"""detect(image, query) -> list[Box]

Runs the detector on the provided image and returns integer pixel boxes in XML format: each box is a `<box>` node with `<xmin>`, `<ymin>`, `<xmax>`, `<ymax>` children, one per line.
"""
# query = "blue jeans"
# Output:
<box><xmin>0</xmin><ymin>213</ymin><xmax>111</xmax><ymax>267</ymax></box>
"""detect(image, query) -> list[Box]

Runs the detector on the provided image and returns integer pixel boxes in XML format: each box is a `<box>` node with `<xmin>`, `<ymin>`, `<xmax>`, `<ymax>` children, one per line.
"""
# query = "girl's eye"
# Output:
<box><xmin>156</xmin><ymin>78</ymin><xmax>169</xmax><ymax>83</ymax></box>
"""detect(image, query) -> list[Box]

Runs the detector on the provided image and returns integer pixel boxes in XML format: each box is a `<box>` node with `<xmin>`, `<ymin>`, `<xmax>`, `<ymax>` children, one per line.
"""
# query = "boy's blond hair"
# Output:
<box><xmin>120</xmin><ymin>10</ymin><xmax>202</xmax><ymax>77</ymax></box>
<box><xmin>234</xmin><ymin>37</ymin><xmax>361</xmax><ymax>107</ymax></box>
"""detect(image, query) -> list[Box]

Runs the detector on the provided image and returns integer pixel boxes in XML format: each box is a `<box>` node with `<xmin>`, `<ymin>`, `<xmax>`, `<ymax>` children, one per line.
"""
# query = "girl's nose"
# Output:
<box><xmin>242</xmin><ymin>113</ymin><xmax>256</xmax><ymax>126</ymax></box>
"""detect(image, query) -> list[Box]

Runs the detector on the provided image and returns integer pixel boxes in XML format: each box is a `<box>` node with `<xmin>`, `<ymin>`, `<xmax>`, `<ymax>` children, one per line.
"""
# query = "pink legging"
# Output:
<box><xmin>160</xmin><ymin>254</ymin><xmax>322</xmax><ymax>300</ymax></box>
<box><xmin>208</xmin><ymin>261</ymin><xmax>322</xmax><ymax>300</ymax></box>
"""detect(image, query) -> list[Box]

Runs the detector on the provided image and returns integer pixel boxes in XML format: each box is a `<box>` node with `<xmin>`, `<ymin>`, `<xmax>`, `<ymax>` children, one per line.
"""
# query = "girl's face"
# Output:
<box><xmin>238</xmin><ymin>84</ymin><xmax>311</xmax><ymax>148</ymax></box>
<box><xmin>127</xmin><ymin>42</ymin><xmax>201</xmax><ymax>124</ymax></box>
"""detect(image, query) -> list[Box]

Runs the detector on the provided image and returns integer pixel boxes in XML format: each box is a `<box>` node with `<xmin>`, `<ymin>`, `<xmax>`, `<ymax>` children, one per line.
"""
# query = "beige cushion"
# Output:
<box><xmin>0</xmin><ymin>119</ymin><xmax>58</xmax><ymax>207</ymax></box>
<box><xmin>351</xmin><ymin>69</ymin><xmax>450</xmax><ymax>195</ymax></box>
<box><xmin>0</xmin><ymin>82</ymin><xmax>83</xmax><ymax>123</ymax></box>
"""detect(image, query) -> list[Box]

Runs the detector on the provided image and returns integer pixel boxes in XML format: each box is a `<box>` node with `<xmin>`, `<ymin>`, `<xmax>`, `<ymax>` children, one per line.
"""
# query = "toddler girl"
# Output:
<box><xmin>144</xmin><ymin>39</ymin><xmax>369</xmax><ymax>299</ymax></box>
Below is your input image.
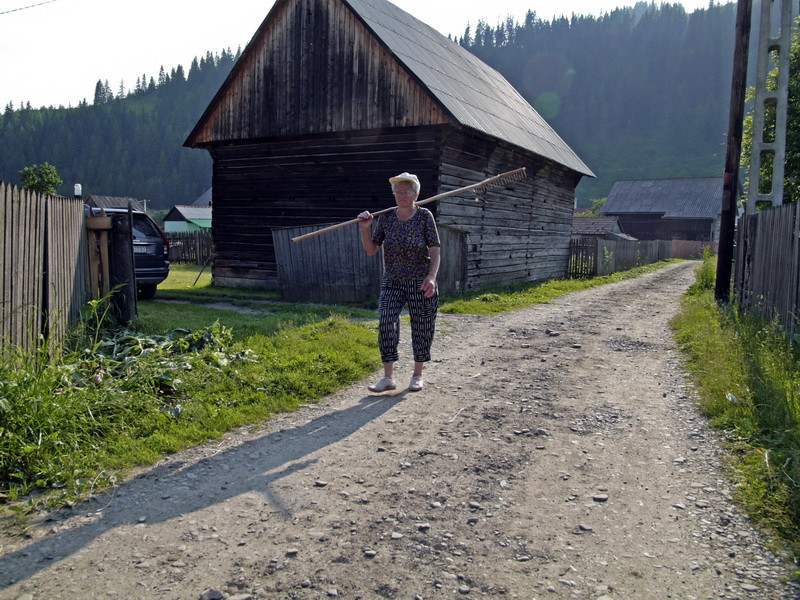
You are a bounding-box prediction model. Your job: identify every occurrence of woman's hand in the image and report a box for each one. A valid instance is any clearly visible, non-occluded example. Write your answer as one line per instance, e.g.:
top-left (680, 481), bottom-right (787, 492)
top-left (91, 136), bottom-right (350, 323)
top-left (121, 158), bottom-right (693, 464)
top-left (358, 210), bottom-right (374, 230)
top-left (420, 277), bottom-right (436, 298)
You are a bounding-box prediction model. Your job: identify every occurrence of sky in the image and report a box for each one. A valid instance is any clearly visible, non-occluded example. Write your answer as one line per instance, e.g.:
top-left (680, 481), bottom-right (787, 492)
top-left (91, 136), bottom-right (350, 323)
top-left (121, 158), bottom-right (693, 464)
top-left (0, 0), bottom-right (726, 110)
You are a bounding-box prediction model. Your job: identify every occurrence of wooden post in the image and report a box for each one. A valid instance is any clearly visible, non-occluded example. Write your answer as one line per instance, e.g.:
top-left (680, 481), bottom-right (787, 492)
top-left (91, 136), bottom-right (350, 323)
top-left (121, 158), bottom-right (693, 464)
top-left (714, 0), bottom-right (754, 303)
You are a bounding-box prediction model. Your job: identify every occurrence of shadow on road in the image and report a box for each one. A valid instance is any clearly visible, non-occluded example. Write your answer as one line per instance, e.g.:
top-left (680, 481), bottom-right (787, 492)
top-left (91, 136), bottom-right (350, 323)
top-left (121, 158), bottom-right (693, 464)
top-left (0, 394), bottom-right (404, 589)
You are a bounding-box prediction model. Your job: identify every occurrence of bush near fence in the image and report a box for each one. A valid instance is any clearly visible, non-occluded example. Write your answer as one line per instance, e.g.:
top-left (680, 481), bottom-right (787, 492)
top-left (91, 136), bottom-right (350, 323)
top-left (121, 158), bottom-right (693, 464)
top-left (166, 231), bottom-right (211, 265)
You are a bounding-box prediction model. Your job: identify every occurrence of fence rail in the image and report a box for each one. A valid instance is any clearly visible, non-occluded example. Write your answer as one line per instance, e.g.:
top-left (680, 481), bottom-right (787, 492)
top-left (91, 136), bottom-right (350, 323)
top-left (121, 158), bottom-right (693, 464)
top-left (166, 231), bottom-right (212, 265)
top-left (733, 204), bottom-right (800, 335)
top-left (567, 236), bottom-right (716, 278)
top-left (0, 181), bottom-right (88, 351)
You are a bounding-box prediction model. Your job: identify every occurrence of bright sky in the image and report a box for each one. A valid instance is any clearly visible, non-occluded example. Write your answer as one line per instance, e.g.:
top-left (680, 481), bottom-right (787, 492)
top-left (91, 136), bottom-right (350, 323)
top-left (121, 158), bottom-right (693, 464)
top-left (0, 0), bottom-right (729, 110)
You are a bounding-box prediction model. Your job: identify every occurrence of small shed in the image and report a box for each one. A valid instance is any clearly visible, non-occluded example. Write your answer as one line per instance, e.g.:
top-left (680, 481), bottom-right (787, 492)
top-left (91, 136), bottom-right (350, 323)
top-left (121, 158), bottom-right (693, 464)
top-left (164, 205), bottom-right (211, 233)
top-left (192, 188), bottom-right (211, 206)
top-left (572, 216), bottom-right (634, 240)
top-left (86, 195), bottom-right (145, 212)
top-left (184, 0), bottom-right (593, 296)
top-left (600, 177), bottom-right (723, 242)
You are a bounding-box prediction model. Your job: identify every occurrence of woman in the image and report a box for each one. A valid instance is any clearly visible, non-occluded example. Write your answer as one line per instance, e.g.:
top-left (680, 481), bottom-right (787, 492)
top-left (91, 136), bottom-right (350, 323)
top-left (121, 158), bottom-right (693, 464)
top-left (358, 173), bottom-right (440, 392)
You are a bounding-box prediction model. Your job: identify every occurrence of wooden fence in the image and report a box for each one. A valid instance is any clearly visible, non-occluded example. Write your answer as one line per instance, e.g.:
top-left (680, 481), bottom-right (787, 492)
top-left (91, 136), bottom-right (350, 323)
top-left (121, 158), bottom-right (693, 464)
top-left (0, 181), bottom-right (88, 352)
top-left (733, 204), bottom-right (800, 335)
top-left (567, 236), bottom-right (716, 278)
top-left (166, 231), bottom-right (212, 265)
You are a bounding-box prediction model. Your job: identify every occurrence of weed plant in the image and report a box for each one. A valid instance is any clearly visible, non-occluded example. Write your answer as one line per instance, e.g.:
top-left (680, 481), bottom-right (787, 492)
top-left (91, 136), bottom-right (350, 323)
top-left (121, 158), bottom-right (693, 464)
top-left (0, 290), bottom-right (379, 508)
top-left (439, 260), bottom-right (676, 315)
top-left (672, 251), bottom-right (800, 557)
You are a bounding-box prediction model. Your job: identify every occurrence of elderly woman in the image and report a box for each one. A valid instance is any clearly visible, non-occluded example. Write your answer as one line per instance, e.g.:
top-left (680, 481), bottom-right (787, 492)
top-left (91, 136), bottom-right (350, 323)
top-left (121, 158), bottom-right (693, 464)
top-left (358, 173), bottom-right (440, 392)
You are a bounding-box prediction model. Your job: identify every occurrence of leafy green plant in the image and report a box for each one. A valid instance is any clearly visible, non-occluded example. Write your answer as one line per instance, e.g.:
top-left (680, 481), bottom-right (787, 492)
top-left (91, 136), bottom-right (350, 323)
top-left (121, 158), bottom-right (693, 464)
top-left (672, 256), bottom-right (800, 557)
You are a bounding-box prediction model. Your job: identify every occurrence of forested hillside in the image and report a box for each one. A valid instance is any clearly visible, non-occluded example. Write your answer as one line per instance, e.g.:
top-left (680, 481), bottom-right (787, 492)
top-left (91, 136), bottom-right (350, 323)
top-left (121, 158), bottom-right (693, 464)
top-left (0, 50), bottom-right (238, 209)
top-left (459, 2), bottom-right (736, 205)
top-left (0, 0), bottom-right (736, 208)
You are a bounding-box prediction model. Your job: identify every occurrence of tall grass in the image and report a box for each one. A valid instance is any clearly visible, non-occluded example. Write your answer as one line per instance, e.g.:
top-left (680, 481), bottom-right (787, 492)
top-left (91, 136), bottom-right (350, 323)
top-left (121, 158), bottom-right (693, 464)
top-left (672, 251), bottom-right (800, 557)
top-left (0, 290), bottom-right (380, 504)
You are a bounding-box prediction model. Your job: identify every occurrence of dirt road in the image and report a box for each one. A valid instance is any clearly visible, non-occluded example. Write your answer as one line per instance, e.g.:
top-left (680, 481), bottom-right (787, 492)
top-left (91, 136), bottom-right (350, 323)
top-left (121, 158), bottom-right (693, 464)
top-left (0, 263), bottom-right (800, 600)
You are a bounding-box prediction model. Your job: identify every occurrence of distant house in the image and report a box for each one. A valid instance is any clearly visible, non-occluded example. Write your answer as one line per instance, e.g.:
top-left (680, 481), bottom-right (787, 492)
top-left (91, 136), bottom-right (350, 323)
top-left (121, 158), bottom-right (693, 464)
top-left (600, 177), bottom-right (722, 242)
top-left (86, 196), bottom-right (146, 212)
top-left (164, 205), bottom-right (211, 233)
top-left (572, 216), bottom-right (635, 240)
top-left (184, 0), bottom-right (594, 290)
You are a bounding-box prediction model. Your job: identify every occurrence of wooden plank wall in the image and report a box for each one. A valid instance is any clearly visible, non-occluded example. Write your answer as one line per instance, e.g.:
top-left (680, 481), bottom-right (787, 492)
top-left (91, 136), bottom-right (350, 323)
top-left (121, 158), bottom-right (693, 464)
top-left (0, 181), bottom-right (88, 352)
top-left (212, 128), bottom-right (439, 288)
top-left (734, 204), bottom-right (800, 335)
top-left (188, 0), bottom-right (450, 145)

--

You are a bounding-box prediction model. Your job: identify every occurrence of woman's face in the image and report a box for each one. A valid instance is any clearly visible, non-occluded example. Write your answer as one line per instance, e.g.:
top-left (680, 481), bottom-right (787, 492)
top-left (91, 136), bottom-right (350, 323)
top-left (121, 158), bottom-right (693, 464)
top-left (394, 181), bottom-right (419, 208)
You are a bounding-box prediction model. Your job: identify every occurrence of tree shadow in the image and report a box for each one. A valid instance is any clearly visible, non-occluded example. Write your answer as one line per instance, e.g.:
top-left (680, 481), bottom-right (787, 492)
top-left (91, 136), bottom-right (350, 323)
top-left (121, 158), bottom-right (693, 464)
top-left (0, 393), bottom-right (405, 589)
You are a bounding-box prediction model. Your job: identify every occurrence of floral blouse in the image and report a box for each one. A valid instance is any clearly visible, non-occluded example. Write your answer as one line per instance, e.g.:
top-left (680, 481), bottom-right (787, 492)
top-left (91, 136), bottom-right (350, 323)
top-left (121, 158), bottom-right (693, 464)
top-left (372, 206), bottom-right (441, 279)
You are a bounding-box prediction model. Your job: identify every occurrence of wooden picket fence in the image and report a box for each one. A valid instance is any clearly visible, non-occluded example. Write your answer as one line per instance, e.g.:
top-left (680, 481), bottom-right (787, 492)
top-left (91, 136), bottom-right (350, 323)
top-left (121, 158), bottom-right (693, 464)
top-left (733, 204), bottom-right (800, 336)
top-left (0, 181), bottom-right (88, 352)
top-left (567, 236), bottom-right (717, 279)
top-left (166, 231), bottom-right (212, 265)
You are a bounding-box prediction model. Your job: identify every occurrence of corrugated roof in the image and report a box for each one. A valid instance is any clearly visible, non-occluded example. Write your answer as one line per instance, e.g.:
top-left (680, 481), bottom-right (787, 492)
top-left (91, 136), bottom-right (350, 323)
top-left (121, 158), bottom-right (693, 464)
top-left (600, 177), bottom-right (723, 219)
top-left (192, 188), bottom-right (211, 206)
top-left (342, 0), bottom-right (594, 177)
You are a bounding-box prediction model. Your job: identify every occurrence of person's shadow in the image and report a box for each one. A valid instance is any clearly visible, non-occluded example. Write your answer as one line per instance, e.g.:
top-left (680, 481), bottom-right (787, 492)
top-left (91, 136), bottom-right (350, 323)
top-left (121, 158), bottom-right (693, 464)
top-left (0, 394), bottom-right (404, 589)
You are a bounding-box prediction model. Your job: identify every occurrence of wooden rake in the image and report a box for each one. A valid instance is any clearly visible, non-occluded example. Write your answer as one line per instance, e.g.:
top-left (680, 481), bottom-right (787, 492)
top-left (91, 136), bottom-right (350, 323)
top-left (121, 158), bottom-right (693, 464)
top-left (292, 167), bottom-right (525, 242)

Task description | Resize the box coordinates in the answers by multiplying each by 1.8 and rounding to whole numbers, halves up, then write out the records again, requests included, starting with the line that contains "occurrence of shadow" and going on through the line that contains "top-left (0, 0), bottom-right (729, 110)". Leave the numbers in the requests and their format samples unchanged.

Complete answer |
You are a bounding-box prediction model. Your job: identify every occurrence of shadow on road in the image and report a box for each one. A valid instance is any clearly visible, non-occluded example. Write your answer as one line per instance, e.g.:
top-left (680, 481), bottom-right (787, 492)
top-left (91, 136), bottom-right (350, 323)
top-left (121, 158), bottom-right (693, 464)
top-left (0, 709), bottom-right (727, 1060)
You are a bounding-box prediction model. Your job: identify every occurrence of bush near fence in the image and report a box for each one. A valid instance is any clearly visible, non-occluded example. Write your answer as one line per instance, e.g.:
top-left (680, 481), bottom-right (787, 492)
top-left (91, 136), bottom-right (350, 323)
top-left (121, 158), bottom-right (693, 464)
top-left (299, 416), bottom-right (380, 477)
You are a bounding-box prediction model. Your job: identify every occurrence of fence rail in the image and report a box for each one. A valid instance is any clearly visible, non-occluded example. Write your answer as one line per instance, e.g.:
top-left (680, 481), bottom-right (787, 492)
top-left (91, 136), bottom-right (350, 323)
top-left (121, 158), bottom-right (693, 464)
top-left (299, 416), bottom-right (382, 477)
top-left (1319, 367), bottom-right (1440, 603)
top-left (1021, 425), bottom-right (1289, 500)
top-left (0, 326), bottom-right (158, 632)
You are a bounding-box prediction model. Your job: identify every occurrence of bright sky in the image and report a box for each one. A valid instance is any clearly visible, non-occluded example. Write your answer as one line per instance, e.g.:
top-left (680, 481), bottom-right (787, 492)
top-left (91, 136), bottom-right (350, 323)
top-left (121, 158), bottom-right (693, 464)
top-left (0, 0), bottom-right (1312, 198)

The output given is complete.